Exercise instructions
Exactly retype the lines of the material from its first line to the line with "point(432, 938)", including both.

Available records
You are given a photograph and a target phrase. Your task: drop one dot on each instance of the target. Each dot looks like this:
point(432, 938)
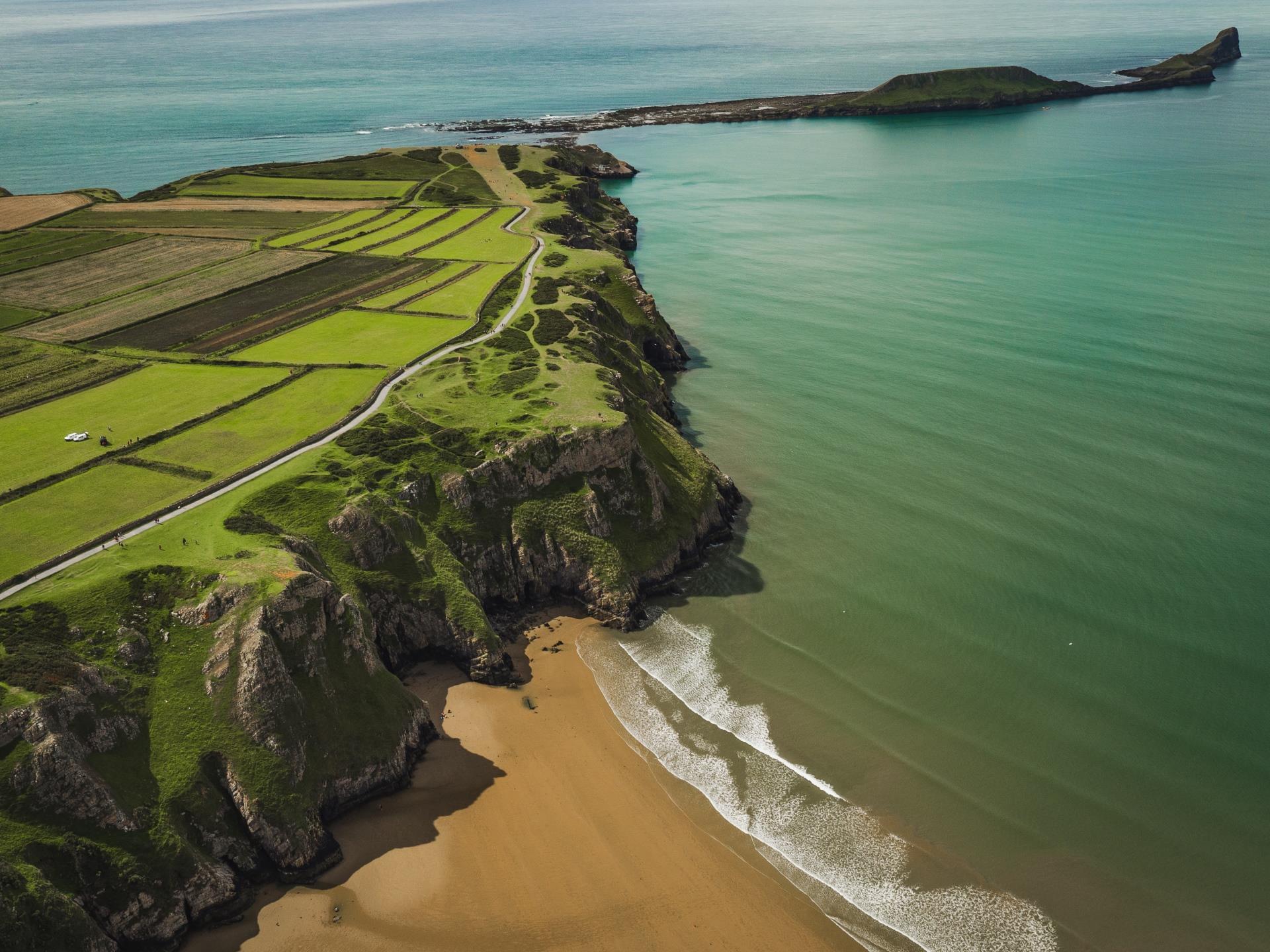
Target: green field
point(417, 243)
point(12, 315)
point(130, 216)
point(464, 296)
point(359, 337)
point(459, 184)
point(976, 84)
point(364, 229)
point(270, 187)
point(31, 371)
point(417, 164)
point(30, 249)
point(486, 241)
point(130, 408)
point(329, 229)
point(69, 513)
point(269, 426)
point(390, 230)
point(390, 300)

The completed task
You are given a photograph and a target phrase. Your task: drop one dot on each instance of the target. Each dot looks like this:
point(432, 938)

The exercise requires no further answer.